**Task instructions**
Which lines run from the line containing "Draw the outline of every instance of the hanging" through the end of the records below? Reproduce them exactly, and nothing else.

**Source material**

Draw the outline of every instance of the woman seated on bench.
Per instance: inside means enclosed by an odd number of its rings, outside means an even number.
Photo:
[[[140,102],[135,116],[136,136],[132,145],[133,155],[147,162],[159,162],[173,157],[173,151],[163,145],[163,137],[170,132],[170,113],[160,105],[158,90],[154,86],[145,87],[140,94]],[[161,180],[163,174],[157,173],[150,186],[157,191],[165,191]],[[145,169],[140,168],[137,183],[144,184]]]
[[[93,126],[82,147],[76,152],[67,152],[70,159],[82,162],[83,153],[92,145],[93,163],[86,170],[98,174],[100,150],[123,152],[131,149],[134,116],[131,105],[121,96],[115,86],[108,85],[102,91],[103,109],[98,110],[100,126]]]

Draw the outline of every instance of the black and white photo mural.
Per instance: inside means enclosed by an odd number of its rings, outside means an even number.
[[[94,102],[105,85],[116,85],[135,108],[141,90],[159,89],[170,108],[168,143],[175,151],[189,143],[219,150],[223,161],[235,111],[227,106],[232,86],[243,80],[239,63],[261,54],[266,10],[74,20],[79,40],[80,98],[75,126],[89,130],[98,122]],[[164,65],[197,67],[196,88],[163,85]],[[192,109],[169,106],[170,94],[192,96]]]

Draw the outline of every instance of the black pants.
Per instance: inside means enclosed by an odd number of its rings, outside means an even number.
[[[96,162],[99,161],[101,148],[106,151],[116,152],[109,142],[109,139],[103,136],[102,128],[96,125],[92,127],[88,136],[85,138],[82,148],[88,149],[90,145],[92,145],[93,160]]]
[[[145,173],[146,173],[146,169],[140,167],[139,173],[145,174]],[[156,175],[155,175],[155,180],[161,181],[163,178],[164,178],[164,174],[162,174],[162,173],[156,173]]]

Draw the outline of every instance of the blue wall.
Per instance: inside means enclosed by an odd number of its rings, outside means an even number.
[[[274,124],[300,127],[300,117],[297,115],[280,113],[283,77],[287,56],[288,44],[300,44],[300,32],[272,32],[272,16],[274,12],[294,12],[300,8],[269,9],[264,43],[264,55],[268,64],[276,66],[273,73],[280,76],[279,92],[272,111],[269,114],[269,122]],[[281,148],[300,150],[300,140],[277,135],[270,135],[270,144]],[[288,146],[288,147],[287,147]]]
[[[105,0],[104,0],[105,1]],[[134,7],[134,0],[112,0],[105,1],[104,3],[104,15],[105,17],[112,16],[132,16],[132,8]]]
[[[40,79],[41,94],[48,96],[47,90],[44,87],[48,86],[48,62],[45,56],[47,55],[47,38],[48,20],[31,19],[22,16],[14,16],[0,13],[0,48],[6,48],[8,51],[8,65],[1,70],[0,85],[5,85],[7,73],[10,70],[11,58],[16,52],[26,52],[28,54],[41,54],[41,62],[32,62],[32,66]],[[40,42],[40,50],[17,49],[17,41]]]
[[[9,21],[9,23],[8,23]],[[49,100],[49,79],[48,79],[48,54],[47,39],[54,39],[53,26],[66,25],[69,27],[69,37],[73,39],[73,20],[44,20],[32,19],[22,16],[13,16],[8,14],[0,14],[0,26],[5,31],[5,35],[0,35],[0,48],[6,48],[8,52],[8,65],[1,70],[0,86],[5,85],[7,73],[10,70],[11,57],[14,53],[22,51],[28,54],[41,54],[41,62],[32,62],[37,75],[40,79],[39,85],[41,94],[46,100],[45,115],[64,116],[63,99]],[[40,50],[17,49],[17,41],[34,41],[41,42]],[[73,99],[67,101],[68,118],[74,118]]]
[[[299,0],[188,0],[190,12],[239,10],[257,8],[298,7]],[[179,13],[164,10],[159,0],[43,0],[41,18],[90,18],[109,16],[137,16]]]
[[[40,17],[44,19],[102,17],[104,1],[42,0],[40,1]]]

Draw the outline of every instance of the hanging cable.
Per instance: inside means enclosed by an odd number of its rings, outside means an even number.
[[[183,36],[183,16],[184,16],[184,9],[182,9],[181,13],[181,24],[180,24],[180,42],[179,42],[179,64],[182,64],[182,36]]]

**Problem solution**
Draw the outline of every instance of the hanging cable.
Per instance: inside means enclosed by an odd number of its rings, outside means an even number.
[[[183,36],[183,16],[184,16],[184,9],[182,9],[181,13],[181,24],[180,24],[180,42],[179,42],[179,64],[182,64],[182,36]]]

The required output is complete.